(Materials provided Opens)
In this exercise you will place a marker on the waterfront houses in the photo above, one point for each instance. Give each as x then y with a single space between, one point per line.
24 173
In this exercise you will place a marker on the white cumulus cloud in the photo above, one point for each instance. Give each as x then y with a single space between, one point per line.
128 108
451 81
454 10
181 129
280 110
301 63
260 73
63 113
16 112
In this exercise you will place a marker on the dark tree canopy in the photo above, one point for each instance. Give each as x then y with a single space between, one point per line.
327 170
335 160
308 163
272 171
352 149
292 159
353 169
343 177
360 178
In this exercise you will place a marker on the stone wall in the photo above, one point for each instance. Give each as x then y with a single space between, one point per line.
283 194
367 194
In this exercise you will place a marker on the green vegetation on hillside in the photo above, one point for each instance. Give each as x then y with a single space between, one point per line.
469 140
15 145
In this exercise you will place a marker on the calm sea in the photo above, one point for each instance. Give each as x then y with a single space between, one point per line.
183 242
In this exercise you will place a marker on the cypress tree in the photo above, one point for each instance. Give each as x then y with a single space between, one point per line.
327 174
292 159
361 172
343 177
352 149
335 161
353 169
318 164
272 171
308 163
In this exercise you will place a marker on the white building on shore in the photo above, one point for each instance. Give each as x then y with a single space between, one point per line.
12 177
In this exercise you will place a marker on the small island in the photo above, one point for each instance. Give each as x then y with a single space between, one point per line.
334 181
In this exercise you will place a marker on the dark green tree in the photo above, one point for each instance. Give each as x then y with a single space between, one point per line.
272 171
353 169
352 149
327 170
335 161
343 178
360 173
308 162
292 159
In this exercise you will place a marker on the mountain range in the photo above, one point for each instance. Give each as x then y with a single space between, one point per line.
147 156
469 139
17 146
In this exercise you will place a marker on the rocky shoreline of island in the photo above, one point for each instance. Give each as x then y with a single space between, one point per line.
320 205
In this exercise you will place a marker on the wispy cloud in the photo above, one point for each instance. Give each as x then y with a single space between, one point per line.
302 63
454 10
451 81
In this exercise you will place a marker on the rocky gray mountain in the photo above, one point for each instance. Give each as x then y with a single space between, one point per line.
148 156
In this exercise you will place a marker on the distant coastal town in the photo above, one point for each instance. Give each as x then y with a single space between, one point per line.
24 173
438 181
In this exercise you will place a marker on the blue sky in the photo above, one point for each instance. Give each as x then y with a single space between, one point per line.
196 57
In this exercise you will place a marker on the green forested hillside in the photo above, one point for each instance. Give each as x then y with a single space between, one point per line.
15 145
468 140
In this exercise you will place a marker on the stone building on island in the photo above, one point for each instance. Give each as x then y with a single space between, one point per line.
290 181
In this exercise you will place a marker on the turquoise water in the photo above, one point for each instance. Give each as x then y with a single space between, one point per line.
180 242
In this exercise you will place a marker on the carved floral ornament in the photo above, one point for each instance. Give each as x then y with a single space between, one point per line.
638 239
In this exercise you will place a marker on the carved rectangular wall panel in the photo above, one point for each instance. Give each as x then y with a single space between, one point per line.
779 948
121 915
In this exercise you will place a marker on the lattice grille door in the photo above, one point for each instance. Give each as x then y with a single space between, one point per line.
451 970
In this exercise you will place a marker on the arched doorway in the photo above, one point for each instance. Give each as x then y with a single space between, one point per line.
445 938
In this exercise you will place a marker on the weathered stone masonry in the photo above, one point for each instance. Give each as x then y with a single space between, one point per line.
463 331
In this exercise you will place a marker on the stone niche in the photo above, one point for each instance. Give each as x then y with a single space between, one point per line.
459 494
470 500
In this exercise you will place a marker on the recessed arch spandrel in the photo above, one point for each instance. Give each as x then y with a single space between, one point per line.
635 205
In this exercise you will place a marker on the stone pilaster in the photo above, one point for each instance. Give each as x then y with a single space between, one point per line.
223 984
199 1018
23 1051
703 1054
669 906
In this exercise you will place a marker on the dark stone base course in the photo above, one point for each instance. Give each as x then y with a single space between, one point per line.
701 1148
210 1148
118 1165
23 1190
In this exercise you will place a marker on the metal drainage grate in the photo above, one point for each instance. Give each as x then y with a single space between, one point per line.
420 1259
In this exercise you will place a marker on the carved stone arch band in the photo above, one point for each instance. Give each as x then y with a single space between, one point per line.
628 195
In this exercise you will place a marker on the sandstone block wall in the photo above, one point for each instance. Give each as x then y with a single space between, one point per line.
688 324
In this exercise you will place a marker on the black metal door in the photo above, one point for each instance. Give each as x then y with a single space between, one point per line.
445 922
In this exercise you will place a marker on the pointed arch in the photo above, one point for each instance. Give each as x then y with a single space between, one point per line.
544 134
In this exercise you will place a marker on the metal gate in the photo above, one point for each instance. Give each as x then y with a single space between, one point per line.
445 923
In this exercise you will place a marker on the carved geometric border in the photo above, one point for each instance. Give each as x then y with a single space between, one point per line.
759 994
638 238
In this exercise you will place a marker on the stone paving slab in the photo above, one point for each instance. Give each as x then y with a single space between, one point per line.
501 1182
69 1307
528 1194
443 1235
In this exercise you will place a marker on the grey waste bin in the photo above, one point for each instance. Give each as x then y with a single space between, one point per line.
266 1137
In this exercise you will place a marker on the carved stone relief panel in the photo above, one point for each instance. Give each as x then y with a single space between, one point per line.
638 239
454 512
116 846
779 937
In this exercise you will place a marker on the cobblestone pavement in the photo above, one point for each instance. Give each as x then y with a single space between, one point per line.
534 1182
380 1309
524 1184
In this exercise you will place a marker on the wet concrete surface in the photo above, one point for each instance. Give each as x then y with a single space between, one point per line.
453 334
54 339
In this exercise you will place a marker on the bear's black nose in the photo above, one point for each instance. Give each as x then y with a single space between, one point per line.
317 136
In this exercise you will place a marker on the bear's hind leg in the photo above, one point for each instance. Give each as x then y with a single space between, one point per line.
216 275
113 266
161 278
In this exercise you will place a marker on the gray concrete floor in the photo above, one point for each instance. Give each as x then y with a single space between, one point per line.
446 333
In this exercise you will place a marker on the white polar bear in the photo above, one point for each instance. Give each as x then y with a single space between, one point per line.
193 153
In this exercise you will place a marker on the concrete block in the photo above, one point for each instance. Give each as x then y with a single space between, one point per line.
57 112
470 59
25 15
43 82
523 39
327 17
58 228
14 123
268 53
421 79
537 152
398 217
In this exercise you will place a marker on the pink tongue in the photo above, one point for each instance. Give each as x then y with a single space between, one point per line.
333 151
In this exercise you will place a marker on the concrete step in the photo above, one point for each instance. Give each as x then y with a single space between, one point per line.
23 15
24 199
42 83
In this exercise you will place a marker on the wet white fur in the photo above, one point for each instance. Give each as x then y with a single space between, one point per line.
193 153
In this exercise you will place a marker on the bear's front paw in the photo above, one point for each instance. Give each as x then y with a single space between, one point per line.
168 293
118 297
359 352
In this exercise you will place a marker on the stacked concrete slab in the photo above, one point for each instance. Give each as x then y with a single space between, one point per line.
(Materials provided Closes)
Problem to work on — Set all the entries above down again exactly.

Solution to this problem —
In this exercise you will place a marker on the waterfront houses in the photo above, one point for each instance. Give each as x then y with a single space between, one point per line.
24 173
In this exercise you will place a marker on the white cumulus cloud in the photo above, one point for each instance. Give each as x then y with a single space between, one point per line.
128 108
451 81
454 10
181 129
280 110
301 63
260 73
63 113
16 112
In this exercise you will place a marker on the dark tree canopy in the photo above, one point for each instance. Give each as x then y with a single space between, one point per line.
327 170
335 160
308 163
272 171
352 149
292 159
353 169
343 177
360 178
In this exercise you will place a marker on the stone wall in the photo above, one point for each instance. Give each as x then y with a single space between, one point per line.
283 194
367 194
In this exercise you will place a marker on the green vegetation on hillside in the photo above, one point for each instance. Give each as x then y with a single space between, one point per line.
469 140
15 145
In this exercise you will place a marker on the calm sea in the photo above, one point for each instance. Give each as x then y with a single space between, one point per line.
183 242
In this exercise you will place a marker on the cypress tree in the photo above, one point for each instance. Give each as x then y with a single space between, one point per line.
327 174
292 159
361 172
343 177
352 149
335 161
353 169
318 164
272 171
308 163
In this exercise you will place a marker on the white building on shore in the photo above, one point for each instance. Give each as x then y with a single space between, one point per line.
12 177
In this exercise you will place a marker on the small island in the photo above, one point for each instance. Give each as x then y with a single space between, one point per line.
334 181
In this exercise you will place a marker on the dark green tree in the photo above, one point for each instance. Give each as x then y with a single space between, one point per line.
272 171
353 169
352 149
327 170
335 161
343 178
360 173
308 162
292 159
In this exercise you will place a marker on the mountain range in the photo above, one point for each instance. Give each as x then y with a single space between, one point per line.
147 156
469 139
17 146
In this exercise you will place a marker on the rocky shoreline of island in the photo above, one point for each instance. Give each as x then y with a single space between, one point per line.
320 205
In this exercise you will place a marker on the wispy cloud in the photo above, one point for each instance. Give each as x then y with a single space between, one point per line.
302 63
454 10
451 81
In this exercise you will place a marker on the rocky gray mountain in the photo above, one point for each instance. Give each as x then y with a single space between, one point per line.
148 156
In this exercise you will place a marker on the distant coastal town in the photo above, one point for each instance. Give each as x then y with a single space between, one point per line.
24 173
438 181
In this exercise you will place a marker on the blue sky in the photo above, one point for each instance. Give each as x then y with a single space between, one point per line.
196 57
In this exercise you will place a marker on the green forested hillside in the photo above, one point for each instance. Give each as x then y with a single space between, one point per line.
15 145
468 140
In this exercise you will place a marker on the stone building on island in the photo above, one point for each instance. Give each as x then y with a single space between, one point per line.
290 181
In this exercise you will place a marker on the turquoise water in the photo above, one point for each instance. Give each as x then y with a single space between, one point per line.
180 242
In this exercise you will place a marker on the carved floral ornament in the photo above, one point for each instance. Give each as x then y with a single space between, one point per line.
638 239
In this exercise you will place a marker on the carved rectangular wall panel in the photo above, one point for each instance. Give each as x then y with a single space between, one point per line.
779 948
121 915
In this exercise you will place a marker on the lattice grille door in the photo above, one point for each instance. Give each as x then y with a single space between, one point per line.
451 970
In this exercise you will place a marker on the arched doorway in the photo above, one point for each instance. Give each as x then y with a single space between, one point per line.
445 938
In this exercise you will place a marker on the weathered stone masonry in the photo above, one point for each instance. Give each as x then y with a single space between, one point per line.
463 331
In this exercise you will place a marker on the stone niche in the photo above, one point for each instance. Give each as x then y with a single space between, one point per line.
459 494
470 500
In this exercise you will place a marker on the recessed arch spandrel in the photo above, one point for each instance. Give each as x then y with a single space between, one point per line.
635 205
In this exercise you will place a marker on the stone pilaster in the photo above, one point for each instance. Give each as x then y with a single space between, one point per line.
223 984
199 1018
23 1051
703 1054
669 906
In this exercise you will place a marker on the dark stone base course in the photo above, one point for each instance. Give each as x then y with a single space between, one point per line.
701 1148
210 1148
118 1165
23 1190
In this exercise you will place a marker on the metal drainage grate in the photo above, one point for each instance. Give each as x then y with a single space between, one point per line.
420 1259
In this exercise you will place a marker on the carved stone arch band in the photo above, one point for each instance. Give each as x then y with a single space between, one point per line.
628 195
In this exercise you will place a marker on the sandstone block wall in the photo above, one point for each instance. Give each as x then y with a single space between, one point per line.
688 324
In this exercise you will place a marker on the black metal door in the photo above, one point for each instance. Give each as x then y with a single space between, one point per line.
445 922
In this exercise you will place a marker on the pointed arch in the photo above, one point for each instance. Give each as x then y with a single space between, one point per line.
544 134
In this exercise you will place a marker on the metal gate in the photo above, one point for each instance. Give each as x then y with a single space between, one point per line.
445 923
In this exercise you will place a marker on the carved geometric border in the photo above, one point for each instance. Give each as x then y with a single space between, one point per line.
759 994
638 238
In this exercise you will place a marker on the stone paving slab in the photo above, one point for each instance. Give each as x then y with a single space between, one point per line.
501 1182
69 1307
528 1194
443 1235
In this exercise you will place a marker on the grey waste bin in the photo above, one point for each instance. Give each as x then y with a single space between, one point per line.
266 1137
In this exercise you will place a marker on the carved stone relief panel in the photo above, one point for each instance. Give each as x then y with a single space between, one point per line.
638 239
454 512
116 846
779 937
In this exercise you will place a marker on the cobblestone pavement in the photo above, one point for each instance. Give each as x then y with a single space between, one point per line.
534 1182
380 1309
524 1184
In this exercise you will place a marker on the wet concrete surface in the photo above, one point for each instance. Give each as x then y with a single space between, one point per line.
453 334
54 339
In this exercise you will place a marker on the bear's black nose in the photo above, one point for each instance. Give each as x then y with a single space between, one point per line.
317 136
In this exercise you will place a marker on the bear's hind leg in the photo above, one point for each instance. Give each as x then y with a single space between, one point per line.
216 275
113 266
161 278
In this exercise you will place a marker on the gray concrete floor in the photo above, one point for each instance. Give each as x then y with a single space between, one point per line.
446 333
In this exercise you will place a marker on the white polar bear in the photo above, one point for each instance. Give each as x then y with a single space between, one point per line.
193 153
In this exercise you will place a marker on the concrete block in the photo above, one point for each instance. Give each as x then y with a single space between, one point per line.
57 112
470 59
25 15
43 82
523 39
327 17
58 228
14 123
268 53
421 79
537 152
398 217
In this exercise you will place a marker on the pink tongue in the photo above, one point for each instance. Give each as x then y with a single space between, one point per line.
333 151
In this exercise you will place a marker on the concrete step in the photo above, one point for each instance. Give each as x then y with a single space between, one point per line.
23 15
24 199
42 83
In this exercise you will place a marker on the wet white fur in the photo above, one point for each instance. Give each as x then y with a single space between, one point per line.
193 153
In this exercise you will place a marker on the bear's front paw in the photo above, one point for each instance. Give each as x then y with a single space between, one point per line.
168 293
118 297
359 352
In this exercise you will place a marker on the stacked concrete slab in the photo above, one point for each instance. Give each as x then y with a single space between, one point per line.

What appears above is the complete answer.